| Brief |
What is needed is a verbatim copy of each record below.

| Given information |
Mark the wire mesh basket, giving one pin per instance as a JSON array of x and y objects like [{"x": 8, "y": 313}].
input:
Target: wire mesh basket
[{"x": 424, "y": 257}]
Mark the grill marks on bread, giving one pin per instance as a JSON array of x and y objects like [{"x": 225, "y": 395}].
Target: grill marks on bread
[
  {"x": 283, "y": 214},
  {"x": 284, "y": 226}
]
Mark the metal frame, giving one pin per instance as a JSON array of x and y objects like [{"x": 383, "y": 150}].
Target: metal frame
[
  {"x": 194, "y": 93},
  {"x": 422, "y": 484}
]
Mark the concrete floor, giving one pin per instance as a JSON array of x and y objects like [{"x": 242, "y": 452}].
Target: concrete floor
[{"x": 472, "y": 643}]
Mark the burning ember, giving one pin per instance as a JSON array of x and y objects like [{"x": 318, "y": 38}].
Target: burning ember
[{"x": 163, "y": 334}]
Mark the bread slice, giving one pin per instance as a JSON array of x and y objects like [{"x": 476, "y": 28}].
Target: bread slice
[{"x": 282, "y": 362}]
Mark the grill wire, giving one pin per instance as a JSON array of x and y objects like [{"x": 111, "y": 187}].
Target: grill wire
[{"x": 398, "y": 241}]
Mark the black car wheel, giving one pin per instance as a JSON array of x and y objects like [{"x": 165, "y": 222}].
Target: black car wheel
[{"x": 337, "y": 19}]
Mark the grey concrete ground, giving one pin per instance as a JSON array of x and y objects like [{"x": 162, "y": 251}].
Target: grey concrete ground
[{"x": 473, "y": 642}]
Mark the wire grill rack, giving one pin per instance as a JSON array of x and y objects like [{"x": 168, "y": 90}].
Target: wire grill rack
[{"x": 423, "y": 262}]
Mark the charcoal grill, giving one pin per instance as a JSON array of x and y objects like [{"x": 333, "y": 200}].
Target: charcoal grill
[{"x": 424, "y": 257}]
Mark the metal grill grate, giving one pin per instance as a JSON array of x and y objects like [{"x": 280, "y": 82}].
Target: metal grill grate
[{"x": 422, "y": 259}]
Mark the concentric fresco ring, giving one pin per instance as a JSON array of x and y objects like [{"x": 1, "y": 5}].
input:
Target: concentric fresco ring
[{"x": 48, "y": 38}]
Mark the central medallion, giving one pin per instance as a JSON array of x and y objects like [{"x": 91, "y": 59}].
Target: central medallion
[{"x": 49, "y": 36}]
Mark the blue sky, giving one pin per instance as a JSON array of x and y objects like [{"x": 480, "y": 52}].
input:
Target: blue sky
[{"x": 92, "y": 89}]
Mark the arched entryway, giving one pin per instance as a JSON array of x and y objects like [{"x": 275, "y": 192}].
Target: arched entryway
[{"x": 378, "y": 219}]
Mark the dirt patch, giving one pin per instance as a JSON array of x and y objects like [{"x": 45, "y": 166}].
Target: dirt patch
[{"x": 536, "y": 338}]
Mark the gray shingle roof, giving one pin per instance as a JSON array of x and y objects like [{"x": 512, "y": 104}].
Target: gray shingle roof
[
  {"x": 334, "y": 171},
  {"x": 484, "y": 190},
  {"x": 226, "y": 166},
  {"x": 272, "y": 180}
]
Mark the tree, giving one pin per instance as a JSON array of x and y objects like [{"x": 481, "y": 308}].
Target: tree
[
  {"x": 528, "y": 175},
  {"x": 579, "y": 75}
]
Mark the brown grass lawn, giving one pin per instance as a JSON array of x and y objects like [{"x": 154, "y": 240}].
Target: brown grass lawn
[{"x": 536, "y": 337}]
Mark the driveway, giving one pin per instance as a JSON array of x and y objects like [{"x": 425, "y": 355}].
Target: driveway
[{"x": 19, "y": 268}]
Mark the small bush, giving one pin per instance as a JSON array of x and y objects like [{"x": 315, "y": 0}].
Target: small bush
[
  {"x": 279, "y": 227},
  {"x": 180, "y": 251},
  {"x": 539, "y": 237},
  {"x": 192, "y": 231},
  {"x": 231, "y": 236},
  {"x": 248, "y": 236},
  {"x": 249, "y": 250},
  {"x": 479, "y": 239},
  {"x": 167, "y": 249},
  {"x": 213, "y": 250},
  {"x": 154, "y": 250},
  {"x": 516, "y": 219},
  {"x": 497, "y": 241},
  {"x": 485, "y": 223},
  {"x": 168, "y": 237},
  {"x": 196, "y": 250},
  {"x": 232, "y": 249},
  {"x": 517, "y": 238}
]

| Output of the exercise |
Mark the wire mesh basket, giving one pin per instance as a JSON array of x and y objects like [{"x": 8, "y": 313}].
input:
Target: wire mesh basket
[{"x": 424, "y": 257}]
Mark the grill marks on bread, giving one pin per instance as a JSON array of x and y objects like [{"x": 225, "y": 395}].
Target: grill marks on bread
[
  {"x": 283, "y": 214},
  {"x": 284, "y": 226}
]
Mark the metal frame, giving one pin per instance as a JSON array of x and y objects like [{"x": 383, "y": 150}].
Target: metal frame
[
  {"x": 194, "y": 93},
  {"x": 422, "y": 484}
]
Mark the concrete floor, giving one pin per instance as a JSON array of x and y objects like [{"x": 242, "y": 452}].
Target: concrete floor
[{"x": 472, "y": 643}]
Mark the burning ember, giving one pin per instance as a JSON array of x and y objects like [{"x": 318, "y": 38}].
Target: burning ember
[{"x": 163, "y": 334}]
Mark the bread slice, giving one pin per instance as a JSON array of x and y objects like [{"x": 476, "y": 28}].
Target: bread slice
[{"x": 282, "y": 362}]
Mark the grill wire, giving one pin per instance as a JSON array of x and y objects like [{"x": 111, "y": 187}].
Target: grill wire
[{"x": 398, "y": 241}]
Mark the black car wheel, giving one pin per instance as a JSON array of x and y objects like [{"x": 165, "y": 222}].
Target: black car wheel
[{"x": 337, "y": 19}]
Mark the grey concrete ground, giving one pin per instance as a JSON array of x and y objects like [{"x": 162, "y": 251}].
Target: grey concrete ground
[{"x": 473, "y": 642}]
Mark the wire grill rack, giving one pin per instance as a JSON array of x and y objects like [{"x": 168, "y": 90}].
Target: wire grill rack
[{"x": 423, "y": 262}]
Mark the charcoal grill, giving one pin per instance as a JSON array of x and y objects like [{"x": 333, "y": 200}].
Target: charcoal grill
[{"x": 424, "y": 257}]
Mark the metal grill grate, giving one pin per instance as a JSON array of x and y objects like [{"x": 280, "y": 82}].
Target: metal grill grate
[{"x": 422, "y": 259}]
Mark the concentric fresco ring, giving one pin per instance as a JSON array of x and y objects like [{"x": 1, "y": 5}].
input:
Target: concentric fresco ring
[{"x": 48, "y": 38}]
Mark the central medallion, giving one pin per instance as a JSON array of x and y objects like [{"x": 91, "y": 59}].
Target: central medallion
[{"x": 49, "y": 36}]
Mark the blue sky, giving one pin per instance as a JSON array of x and y objects like [{"x": 480, "y": 52}].
input:
Target: blue sky
[{"x": 92, "y": 89}]
Mark the arched entryway, giving one pin per instance as a JSON array of x and y objects like [{"x": 275, "y": 192}].
Target: arched entryway
[{"x": 378, "y": 219}]
Mark the dirt patch, giving one pin per instance as a JSON array of x and y objects like [{"x": 45, "y": 166}].
Target: dirt patch
[{"x": 536, "y": 338}]
Mark the gray shingle roof, giving one pin per instance as a JSON array of x and y objects like [{"x": 512, "y": 104}].
Target: gray shingle roof
[
  {"x": 334, "y": 171},
  {"x": 484, "y": 190},
  {"x": 226, "y": 166},
  {"x": 272, "y": 180}
]
Mark the tree, giving one pin per instance as a JSON array of x and y objects like [{"x": 481, "y": 308}].
Target: tree
[
  {"x": 528, "y": 175},
  {"x": 579, "y": 75}
]
Mark the brown grass lawn, giving one pin per instance as a JSON array of x and y objects like [{"x": 154, "y": 240}].
Target: brown grass lawn
[{"x": 536, "y": 337}]
Mark the driveway, giving one pin per instance as a JSON array of x and y objects like [{"x": 425, "y": 355}].
Target: driveway
[{"x": 19, "y": 268}]
Mark the small bush, giving one pin per instance as a JSON array of x and y objects like [{"x": 315, "y": 0}].
Target: small bush
[
  {"x": 279, "y": 227},
  {"x": 180, "y": 251},
  {"x": 539, "y": 237},
  {"x": 192, "y": 231},
  {"x": 231, "y": 236},
  {"x": 248, "y": 236},
  {"x": 249, "y": 250},
  {"x": 479, "y": 239},
  {"x": 167, "y": 249},
  {"x": 213, "y": 250},
  {"x": 154, "y": 250},
  {"x": 516, "y": 219},
  {"x": 497, "y": 241},
  {"x": 485, "y": 223},
  {"x": 168, "y": 237},
  {"x": 196, "y": 250},
  {"x": 232, "y": 249},
  {"x": 517, "y": 238}
]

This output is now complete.